======== Supplied material

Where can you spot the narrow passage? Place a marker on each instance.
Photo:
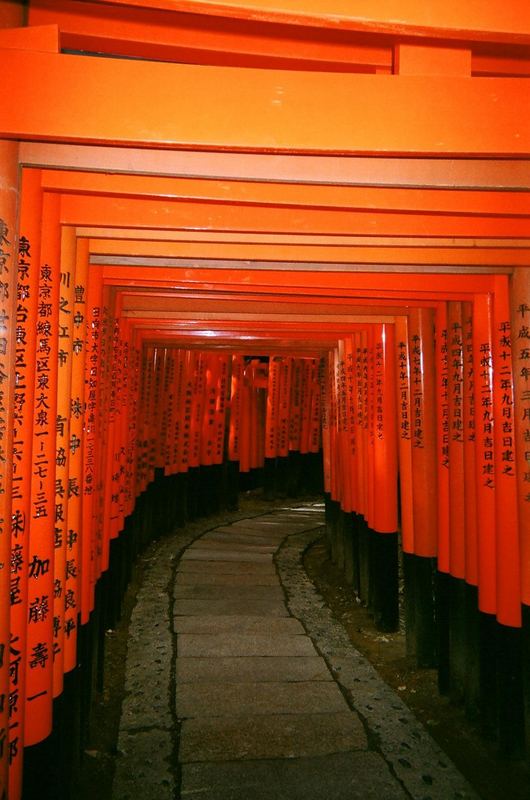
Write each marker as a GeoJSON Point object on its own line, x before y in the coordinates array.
{"type": "Point", "coordinates": [259, 711]}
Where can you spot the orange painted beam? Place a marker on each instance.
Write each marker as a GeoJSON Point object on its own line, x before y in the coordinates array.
{"type": "Point", "coordinates": [451, 20]}
{"type": "Point", "coordinates": [173, 36]}
{"type": "Point", "coordinates": [44, 38]}
{"type": "Point", "coordinates": [460, 173]}
{"type": "Point", "coordinates": [308, 253]}
{"type": "Point", "coordinates": [284, 111]}
{"type": "Point", "coordinates": [237, 237]}
{"type": "Point", "coordinates": [307, 283]}
{"type": "Point", "coordinates": [433, 201]}
{"type": "Point", "coordinates": [180, 215]}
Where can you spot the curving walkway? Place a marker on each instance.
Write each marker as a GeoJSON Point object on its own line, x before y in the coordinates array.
{"type": "Point", "coordinates": [255, 691]}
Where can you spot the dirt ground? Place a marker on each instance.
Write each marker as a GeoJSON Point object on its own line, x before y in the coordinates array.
{"type": "Point", "coordinates": [492, 777]}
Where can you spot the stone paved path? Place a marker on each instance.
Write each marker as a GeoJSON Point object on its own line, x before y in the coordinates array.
{"type": "Point", "coordinates": [270, 700]}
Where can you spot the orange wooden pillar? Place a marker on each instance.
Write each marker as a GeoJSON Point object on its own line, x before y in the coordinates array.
{"type": "Point", "coordinates": [421, 631]}
{"type": "Point", "coordinates": [385, 516]}
{"type": "Point", "coordinates": [404, 434]}
{"type": "Point", "coordinates": [62, 461]}
{"type": "Point", "coordinates": [76, 285]}
{"type": "Point", "coordinates": [511, 712]}
{"type": "Point", "coordinates": [485, 453]}
{"type": "Point", "coordinates": [26, 311]}
{"type": "Point", "coordinates": [39, 652]}
{"type": "Point", "coordinates": [508, 570]}
{"type": "Point", "coordinates": [11, 15]}
{"type": "Point", "coordinates": [520, 337]}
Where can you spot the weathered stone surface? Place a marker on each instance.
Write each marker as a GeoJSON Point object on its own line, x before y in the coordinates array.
{"type": "Point", "coordinates": [271, 736]}
{"type": "Point", "coordinates": [238, 624]}
{"type": "Point", "coordinates": [229, 699]}
{"type": "Point", "coordinates": [216, 544]}
{"type": "Point", "coordinates": [413, 756]}
{"type": "Point", "coordinates": [227, 567]}
{"type": "Point", "coordinates": [261, 608]}
{"type": "Point", "coordinates": [341, 776]}
{"type": "Point", "coordinates": [198, 554]}
{"type": "Point", "coordinates": [224, 579]}
{"type": "Point", "coordinates": [244, 644]}
{"type": "Point", "coordinates": [143, 767]}
{"type": "Point", "coordinates": [201, 592]}
{"type": "Point", "coordinates": [252, 669]}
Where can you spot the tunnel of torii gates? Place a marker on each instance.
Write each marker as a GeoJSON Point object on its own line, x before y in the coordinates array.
{"type": "Point", "coordinates": [243, 234]}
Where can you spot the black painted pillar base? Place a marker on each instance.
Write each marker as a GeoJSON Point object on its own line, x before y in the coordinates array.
{"type": "Point", "coordinates": [294, 474]}
{"type": "Point", "coordinates": [232, 485]}
{"type": "Point", "coordinates": [419, 604]}
{"type": "Point", "coordinates": [364, 561]}
{"type": "Point", "coordinates": [348, 524]}
{"type": "Point", "coordinates": [511, 713]}
{"type": "Point", "coordinates": [384, 580]}
{"type": "Point", "coordinates": [269, 478]}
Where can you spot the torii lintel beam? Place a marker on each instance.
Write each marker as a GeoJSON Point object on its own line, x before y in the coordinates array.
{"type": "Point", "coordinates": [152, 105]}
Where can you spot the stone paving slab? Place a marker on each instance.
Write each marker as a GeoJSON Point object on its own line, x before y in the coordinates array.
{"type": "Point", "coordinates": [216, 544]}
{"type": "Point", "coordinates": [251, 669]}
{"type": "Point", "coordinates": [248, 530]}
{"type": "Point", "coordinates": [225, 579]}
{"type": "Point", "coordinates": [229, 699]}
{"type": "Point", "coordinates": [202, 592]}
{"type": "Point", "coordinates": [238, 624]}
{"type": "Point", "coordinates": [192, 645]}
{"type": "Point", "coordinates": [196, 554]}
{"type": "Point", "coordinates": [239, 536]}
{"type": "Point", "coordinates": [272, 736]}
{"type": "Point", "coordinates": [260, 608]}
{"type": "Point", "coordinates": [341, 776]}
{"type": "Point", "coordinates": [227, 567]}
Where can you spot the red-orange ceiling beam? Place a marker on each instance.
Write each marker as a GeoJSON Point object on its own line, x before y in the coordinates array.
{"type": "Point", "coordinates": [299, 253]}
{"type": "Point", "coordinates": [190, 38]}
{"type": "Point", "coordinates": [180, 106]}
{"type": "Point", "coordinates": [320, 284]}
{"type": "Point", "coordinates": [293, 195]}
{"type": "Point", "coordinates": [180, 215]}
{"type": "Point", "coordinates": [453, 173]}
{"type": "Point", "coordinates": [123, 235]}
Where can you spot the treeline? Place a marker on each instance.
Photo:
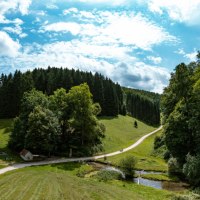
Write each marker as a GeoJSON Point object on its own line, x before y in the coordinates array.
{"type": "Point", "coordinates": [108, 94]}
{"type": "Point", "coordinates": [143, 105]}
{"type": "Point", "coordinates": [180, 105]}
{"type": "Point", "coordinates": [60, 124]}
{"type": "Point", "coordinates": [111, 96]}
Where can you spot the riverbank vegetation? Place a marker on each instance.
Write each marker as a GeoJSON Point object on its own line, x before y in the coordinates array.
{"type": "Point", "coordinates": [181, 116]}
{"type": "Point", "coordinates": [121, 133]}
{"type": "Point", "coordinates": [61, 182]}
{"type": "Point", "coordinates": [112, 98]}
{"type": "Point", "coordinates": [144, 154]}
{"type": "Point", "coordinates": [61, 124]}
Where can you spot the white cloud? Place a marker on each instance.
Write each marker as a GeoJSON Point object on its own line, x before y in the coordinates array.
{"type": "Point", "coordinates": [16, 30]}
{"type": "Point", "coordinates": [8, 47]}
{"type": "Point", "coordinates": [109, 2]}
{"type": "Point", "coordinates": [121, 27]}
{"type": "Point", "coordinates": [155, 60]}
{"type": "Point", "coordinates": [142, 76]}
{"type": "Point", "coordinates": [51, 6]}
{"type": "Point", "coordinates": [70, 10]}
{"type": "Point", "coordinates": [192, 56]}
{"type": "Point", "coordinates": [186, 11]}
{"type": "Point", "coordinates": [14, 5]}
{"type": "Point", "coordinates": [71, 27]}
{"type": "Point", "coordinates": [125, 69]}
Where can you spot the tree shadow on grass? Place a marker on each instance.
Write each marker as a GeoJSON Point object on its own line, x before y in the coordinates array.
{"type": "Point", "coordinates": [107, 117]}
{"type": "Point", "coordinates": [71, 166]}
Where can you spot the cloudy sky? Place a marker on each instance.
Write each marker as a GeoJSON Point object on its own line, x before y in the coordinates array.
{"type": "Point", "coordinates": [136, 43]}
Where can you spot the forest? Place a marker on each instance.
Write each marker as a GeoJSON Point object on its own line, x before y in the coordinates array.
{"type": "Point", "coordinates": [180, 105]}
{"type": "Point", "coordinates": [112, 98]}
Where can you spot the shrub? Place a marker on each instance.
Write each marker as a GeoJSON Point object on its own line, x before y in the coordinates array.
{"type": "Point", "coordinates": [191, 169]}
{"type": "Point", "coordinates": [83, 170]}
{"type": "Point", "coordinates": [106, 175]}
{"type": "Point", "coordinates": [174, 167]}
{"type": "Point", "coordinates": [127, 166]}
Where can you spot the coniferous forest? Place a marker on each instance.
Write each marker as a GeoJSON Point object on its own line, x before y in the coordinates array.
{"type": "Point", "coordinates": [112, 98]}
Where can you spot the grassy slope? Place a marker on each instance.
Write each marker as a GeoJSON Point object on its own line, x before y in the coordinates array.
{"type": "Point", "coordinates": [59, 182]}
{"type": "Point", "coordinates": [5, 129]}
{"type": "Point", "coordinates": [120, 132]}
{"type": "Point", "coordinates": [144, 158]}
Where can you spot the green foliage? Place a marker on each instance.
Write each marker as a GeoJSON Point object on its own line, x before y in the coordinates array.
{"type": "Point", "coordinates": [43, 131]}
{"type": "Point", "coordinates": [127, 165]}
{"type": "Point", "coordinates": [135, 124]}
{"type": "Point", "coordinates": [181, 114]}
{"type": "Point", "coordinates": [159, 141]}
{"type": "Point", "coordinates": [174, 167]}
{"type": "Point", "coordinates": [58, 124]}
{"type": "Point", "coordinates": [120, 132]}
{"type": "Point", "coordinates": [191, 169]}
{"type": "Point", "coordinates": [108, 175]}
{"type": "Point", "coordinates": [143, 106]}
{"type": "Point", "coordinates": [60, 182]}
{"type": "Point", "coordinates": [83, 170]}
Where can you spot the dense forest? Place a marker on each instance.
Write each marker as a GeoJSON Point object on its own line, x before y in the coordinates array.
{"type": "Point", "coordinates": [59, 123]}
{"type": "Point", "coordinates": [112, 98]}
{"type": "Point", "coordinates": [139, 102]}
{"type": "Point", "coordinates": [180, 104]}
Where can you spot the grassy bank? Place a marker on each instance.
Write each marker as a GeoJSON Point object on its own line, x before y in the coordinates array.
{"type": "Point", "coordinates": [60, 182]}
{"type": "Point", "coordinates": [143, 154]}
{"type": "Point", "coordinates": [120, 132]}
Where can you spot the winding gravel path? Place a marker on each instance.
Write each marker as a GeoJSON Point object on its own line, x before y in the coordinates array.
{"type": "Point", "coordinates": [63, 160]}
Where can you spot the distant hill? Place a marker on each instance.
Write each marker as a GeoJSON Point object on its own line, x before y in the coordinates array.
{"type": "Point", "coordinates": [111, 96]}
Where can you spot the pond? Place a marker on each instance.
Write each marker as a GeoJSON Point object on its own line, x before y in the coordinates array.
{"type": "Point", "coordinates": [167, 185]}
{"type": "Point", "coordinates": [147, 182]}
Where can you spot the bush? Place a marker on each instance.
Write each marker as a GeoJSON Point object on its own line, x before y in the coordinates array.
{"type": "Point", "coordinates": [83, 170]}
{"type": "Point", "coordinates": [191, 169]}
{"type": "Point", "coordinates": [127, 166]}
{"type": "Point", "coordinates": [174, 167]}
{"type": "Point", "coordinates": [106, 175]}
{"type": "Point", "coordinates": [158, 142]}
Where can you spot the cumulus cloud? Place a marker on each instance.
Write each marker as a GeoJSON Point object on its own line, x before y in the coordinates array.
{"type": "Point", "coordinates": [192, 56]}
{"type": "Point", "coordinates": [142, 76]}
{"type": "Point", "coordinates": [8, 47]}
{"type": "Point", "coordinates": [14, 5]}
{"type": "Point", "coordinates": [121, 27]}
{"type": "Point", "coordinates": [124, 69]}
{"type": "Point", "coordinates": [109, 2]}
{"type": "Point", "coordinates": [180, 10]}
{"type": "Point", "coordinates": [155, 60]}
{"type": "Point", "coordinates": [70, 10]}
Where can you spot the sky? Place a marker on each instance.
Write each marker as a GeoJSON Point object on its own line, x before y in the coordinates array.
{"type": "Point", "coordinates": [136, 43]}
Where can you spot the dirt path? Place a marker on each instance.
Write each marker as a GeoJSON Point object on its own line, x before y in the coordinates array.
{"type": "Point", "coordinates": [63, 160]}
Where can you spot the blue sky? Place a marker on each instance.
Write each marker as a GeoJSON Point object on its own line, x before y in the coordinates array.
{"type": "Point", "coordinates": [136, 43]}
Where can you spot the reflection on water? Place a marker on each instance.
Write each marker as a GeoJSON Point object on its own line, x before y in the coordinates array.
{"type": "Point", "coordinates": [147, 182]}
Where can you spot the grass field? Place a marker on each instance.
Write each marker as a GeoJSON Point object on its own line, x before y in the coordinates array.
{"type": "Point", "coordinates": [60, 182]}
{"type": "Point", "coordinates": [143, 154]}
{"type": "Point", "coordinates": [120, 132]}
{"type": "Point", "coordinates": [5, 129]}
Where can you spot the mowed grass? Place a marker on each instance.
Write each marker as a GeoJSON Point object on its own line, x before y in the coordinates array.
{"type": "Point", "coordinates": [143, 155]}
{"type": "Point", "coordinates": [60, 182]}
{"type": "Point", "coordinates": [120, 132]}
{"type": "Point", "coordinates": [6, 126]}
{"type": "Point", "coordinates": [5, 129]}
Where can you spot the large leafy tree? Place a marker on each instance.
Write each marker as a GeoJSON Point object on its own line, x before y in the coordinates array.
{"type": "Point", "coordinates": [87, 130]}
{"type": "Point", "coordinates": [181, 110]}
{"type": "Point", "coordinates": [58, 123]}
{"type": "Point", "coordinates": [43, 131]}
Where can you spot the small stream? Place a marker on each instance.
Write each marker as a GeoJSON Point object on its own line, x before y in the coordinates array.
{"type": "Point", "coordinates": [167, 185]}
{"type": "Point", "coordinates": [147, 182]}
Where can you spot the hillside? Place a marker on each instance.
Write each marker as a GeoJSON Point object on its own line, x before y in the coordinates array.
{"type": "Point", "coordinates": [111, 96]}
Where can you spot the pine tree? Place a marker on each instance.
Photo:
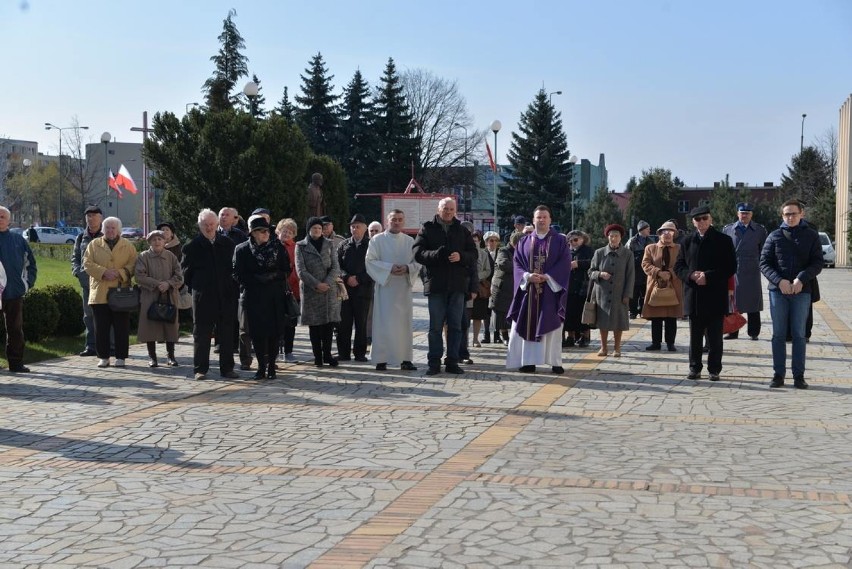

================

Problem statement -
Select every line of the records that contains the string "path", matching case exactly.

Result of the exercise -
Where can you spot the stone paved path? Place a marker on each instance.
Where can you spot the winding gravel path? Place a marker on each instance.
Where can you spot the dirt path? Place a marker on each instance.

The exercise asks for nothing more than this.